- AUFGABE: Aktualisiere die folgenden Zeilen, indem du überall "Target" durch "Label" ersetzt. Alles andere bleibt genau gleich.

##### ZEILEN ZUR ÜBUNG #####

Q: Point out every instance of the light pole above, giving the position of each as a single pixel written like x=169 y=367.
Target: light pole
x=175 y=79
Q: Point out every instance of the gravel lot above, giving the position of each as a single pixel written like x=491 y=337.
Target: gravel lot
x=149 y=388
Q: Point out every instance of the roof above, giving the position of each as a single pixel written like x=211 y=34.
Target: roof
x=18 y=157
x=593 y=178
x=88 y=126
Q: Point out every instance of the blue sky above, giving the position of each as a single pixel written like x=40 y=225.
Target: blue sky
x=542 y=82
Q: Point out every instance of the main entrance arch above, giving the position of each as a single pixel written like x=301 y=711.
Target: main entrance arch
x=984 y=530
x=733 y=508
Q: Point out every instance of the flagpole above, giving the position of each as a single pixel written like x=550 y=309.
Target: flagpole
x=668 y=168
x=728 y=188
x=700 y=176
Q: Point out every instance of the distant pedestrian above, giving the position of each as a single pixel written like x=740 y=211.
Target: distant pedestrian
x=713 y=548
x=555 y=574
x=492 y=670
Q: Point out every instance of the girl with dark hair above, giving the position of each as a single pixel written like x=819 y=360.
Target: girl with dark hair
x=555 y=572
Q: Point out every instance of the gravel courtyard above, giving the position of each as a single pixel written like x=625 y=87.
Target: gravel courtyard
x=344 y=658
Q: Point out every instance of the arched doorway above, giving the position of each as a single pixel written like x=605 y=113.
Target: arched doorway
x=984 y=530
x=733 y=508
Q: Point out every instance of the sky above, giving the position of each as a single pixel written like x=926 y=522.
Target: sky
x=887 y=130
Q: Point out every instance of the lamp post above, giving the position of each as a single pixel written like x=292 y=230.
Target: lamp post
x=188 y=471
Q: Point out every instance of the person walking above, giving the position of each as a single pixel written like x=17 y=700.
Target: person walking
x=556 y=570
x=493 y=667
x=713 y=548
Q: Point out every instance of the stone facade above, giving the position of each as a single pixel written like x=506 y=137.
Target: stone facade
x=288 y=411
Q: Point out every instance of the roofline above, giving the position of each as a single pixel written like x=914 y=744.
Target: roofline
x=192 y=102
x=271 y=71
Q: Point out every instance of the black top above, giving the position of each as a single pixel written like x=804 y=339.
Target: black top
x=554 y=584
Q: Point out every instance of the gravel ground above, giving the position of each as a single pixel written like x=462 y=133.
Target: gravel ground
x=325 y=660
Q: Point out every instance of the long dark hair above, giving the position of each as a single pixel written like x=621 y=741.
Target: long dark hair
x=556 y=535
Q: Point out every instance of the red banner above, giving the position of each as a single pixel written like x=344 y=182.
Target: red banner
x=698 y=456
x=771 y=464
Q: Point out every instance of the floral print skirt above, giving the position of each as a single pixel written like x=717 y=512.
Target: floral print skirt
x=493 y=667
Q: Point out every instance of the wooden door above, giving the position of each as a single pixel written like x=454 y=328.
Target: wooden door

#####

- LÖSUNG:
Q: Point out every instance of the light pole above, giving the position of each as a single pixel written like x=169 y=367.
Label: light pole
x=175 y=79
Q: Point out every instance of the gravel lot above, giving the position of each as a single pixel written like x=491 y=337.
Label: gravel lot
x=149 y=388
Q: Point out every instance of the roof above, giving the position of each as a single pixel written like x=211 y=34.
Label: roof
x=18 y=157
x=593 y=178
x=88 y=126
Q: Point out every instance of the blue sky above, giving the position of each as a single pixel written like x=40 y=225.
Label: blue sky
x=542 y=82
Q: Point out every instance of the main entrance arch above, giving the position of each as a single pixel written like x=301 y=711.
Label: main entrance arch
x=984 y=530
x=733 y=508
Q: Point out every instance of the flagpole above, giving the position of each as a single pixel written like x=550 y=309.
Label: flagpole
x=668 y=168
x=728 y=188
x=700 y=176
Q: Point out every instance of the distant pedestrian above, giving the position of each as a single pixel written like x=740 y=211.
Label: distant pedestrian
x=713 y=548
x=555 y=574
x=492 y=670
Q: Point out every instance of the girl with dark hair above, giving the position of each as a single pixel written like x=819 y=360.
Label: girl with dark hair
x=555 y=572
Q: Point out every instance of the gravel courtyard above, giving the position of each as a single pixel written like x=625 y=87.
Label: gravel courtyard
x=344 y=658
Q: Point out every instance of the arched doorway above, giving the position of each as a single pixel written like x=605 y=113.
Label: arched doorway
x=984 y=530
x=733 y=508
Q: Point out every instance of the sky above, giving the position of each as a single pixel written like x=926 y=522.
Label: sky
x=887 y=130
Q: Point out every instance of the lamp post above, giving the position of each as a single pixel written like x=292 y=230.
Label: lamp post
x=188 y=471
Q: Point out every instance of the person walking above, giving the position of each as a single pixel written like x=17 y=700.
Label: person walking
x=556 y=570
x=493 y=667
x=713 y=548
Q: Point out every instance of the stone facade above, giving the position of each as a single pixel written like x=506 y=137.
Label: stone facade
x=288 y=411
Q: Point out every instance of the roofline above, giving the position of each as a single pixel written like x=914 y=744.
Label: roofline
x=192 y=102
x=271 y=71
Q: Point out every instance of the black top above, giving the position of each as a single pixel written like x=804 y=339.
Label: black top
x=554 y=584
Q: Point out every instance of the gravel ground above, giving the position of each as a single pixel written like x=462 y=133.
Label: gravel ground
x=325 y=660
Q: Point out every instance of the long dark hair above, giving the position of each as a single pixel written like x=621 y=741.
Label: long dark hair
x=556 y=535
Q: Point out every instance of the red banner above, giving the position of each as a single pixel written like x=344 y=182.
Label: red banner
x=698 y=456
x=771 y=464
Q: Point out every instance of the floral print skirt above, giving the position of each as a single pixel written like x=717 y=512.
Label: floral print skirt
x=493 y=667
Q: Point out every instance of the wooden door above, giving the position of each as a single pixel written like x=454 y=328.
Label: wooden door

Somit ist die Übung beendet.